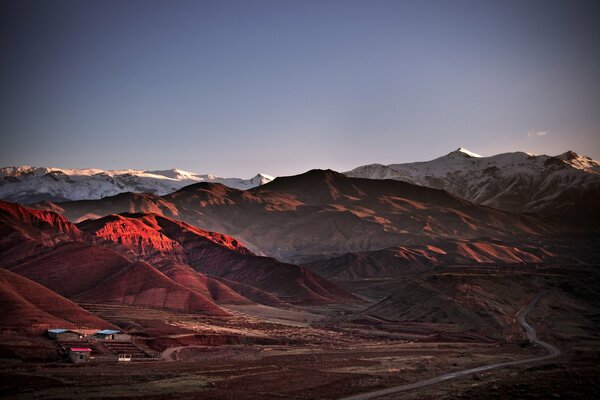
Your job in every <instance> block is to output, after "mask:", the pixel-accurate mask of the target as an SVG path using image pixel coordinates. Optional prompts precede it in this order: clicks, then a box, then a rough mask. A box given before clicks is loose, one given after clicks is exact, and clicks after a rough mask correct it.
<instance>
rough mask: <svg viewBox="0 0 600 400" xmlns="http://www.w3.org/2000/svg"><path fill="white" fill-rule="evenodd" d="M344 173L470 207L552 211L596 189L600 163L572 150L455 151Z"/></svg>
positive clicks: (358, 169)
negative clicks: (419, 189) (438, 197)
mask: <svg viewBox="0 0 600 400" xmlns="http://www.w3.org/2000/svg"><path fill="white" fill-rule="evenodd" d="M346 174H347V175H349V176H360V177H363V178H371V179H396V180H402V181H406V182H410V183H413V184H417V185H421V186H428V187H432V188H436V189H443V190H446V191H448V192H450V193H452V194H454V195H456V196H458V197H461V198H463V199H466V200H469V201H472V202H474V203H478V204H484V205H489V206H493V207H498V208H502V209H505V210H510V211H517V212H523V211H525V212H537V211H539V210H542V209H546V210H548V209H552V207H554V206H557V204H555V203H553V202H554V201H556V199H558V198H559V197H560V195H561V193H563V192H564V191H569V193H571V192H573V191H580V190H591V189H590V188H597V187H600V162H598V161H595V160H592V159H591V158H589V157H584V156H580V155H578V154H577V153H575V152H572V151H568V152H566V153H563V154H561V155H558V156H556V157H551V156H547V155H534V154H531V153H525V152H522V151H516V152H512V153H502V154H497V155H494V156H490V157H482V156H480V155H479V154H476V153H473V152H471V151H469V150H466V149H464V148H462V147H461V148H459V149H458V150H455V151H453V152H451V153H449V154H447V155H446V156H442V157H438V158H436V159H434V160H431V161H424V162H413V163H404V164H390V165H387V166H376V165H365V166H362V167H358V168H355V169H354V170H352V171H349V172H347V173H346Z"/></svg>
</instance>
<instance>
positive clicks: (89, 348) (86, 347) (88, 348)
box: [71, 347, 92, 353]
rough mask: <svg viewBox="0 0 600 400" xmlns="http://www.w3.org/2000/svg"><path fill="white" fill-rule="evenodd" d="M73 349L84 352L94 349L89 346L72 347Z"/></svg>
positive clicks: (91, 350) (72, 349) (75, 350)
mask: <svg viewBox="0 0 600 400" xmlns="http://www.w3.org/2000/svg"><path fill="white" fill-rule="evenodd" d="M71 351H75V352H78V353H84V352H89V351H92V349H90V348H89V347H71Z"/></svg>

Task item —
Line by line and exactly, write out the material above. Skip the pictures.

Answer to the exercise —
Your job in every <instance> block is to output, after "mask:", the pixel-accurate mask of the target as an SVG path using image pixel coordinates. Optional prompts precede it in this order: clicks, then a box, then a rough mask. A box given before clicks is loose, one given after clicks is exact, and clicks after a rough mask correct it.
<instance>
rough mask: <svg viewBox="0 0 600 400" xmlns="http://www.w3.org/2000/svg"><path fill="white" fill-rule="evenodd" d="M344 173L470 207L552 211L596 189L600 163L572 150L455 151Z"/></svg>
positive clicks: (358, 169)
negative clicks: (419, 189) (438, 197)
mask: <svg viewBox="0 0 600 400" xmlns="http://www.w3.org/2000/svg"><path fill="white" fill-rule="evenodd" d="M346 174H347V175H349V176H360V177H363V178H371V179H396V180H402V181H406V182H410V183H413V184H417V185H421V186H428V187H432V188H436V189H443V190H446V191H448V192H450V193H452V194H454V195H456V196H458V197H461V198H463V199H466V200H469V201H472V202H474V203H478V204H484V205H489V206H493V207H498V208H502V209H505V210H510V211H517V212H523V211H525V212H537V211H539V210H542V209H546V210H548V209H552V207H554V206H557V204H555V203H553V202H554V201H556V199H558V198H559V197H560V195H561V193H563V192H564V191H569V193H571V192H573V191H580V190H591V189H590V188H597V187H600V162H598V161H595V160H592V159H591V158H589V157H584V156H580V155H578V154H577V153H575V152H572V151H568V152H566V153H563V154H561V155H558V156H556V157H551V156H547V155H534V154H531V153H525V152H522V151H516V152H512V153H502V154H497V155H494V156H490V157H482V156H480V155H479V154H476V153H473V152H471V151H469V150H466V149H464V148H462V147H461V148H459V149H458V150H455V151H453V152H451V153H449V154H447V155H446V156H442V157H438V158H436V159H434V160H431V161H424V162H413V163H404V164H390V165H387V166H376V165H365V166H362V167H358V168H355V169H354V170H352V171H349V172H347V173H346Z"/></svg>
</instance>
<instance>
positive clicks: (89, 348) (86, 347) (88, 348)
box: [71, 347, 92, 353]
rough mask: <svg viewBox="0 0 600 400" xmlns="http://www.w3.org/2000/svg"><path fill="white" fill-rule="evenodd" d="M73 349L84 352L94 349L89 346L72 347Z"/></svg>
positive clicks: (91, 350) (72, 349) (75, 350)
mask: <svg viewBox="0 0 600 400" xmlns="http://www.w3.org/2000/svg"><path fill="white" fill-rule="evenodd" d="M71 351H75V352H78V353H84V352H89V351H92V349H90V348H89V347H71Z"/></svg>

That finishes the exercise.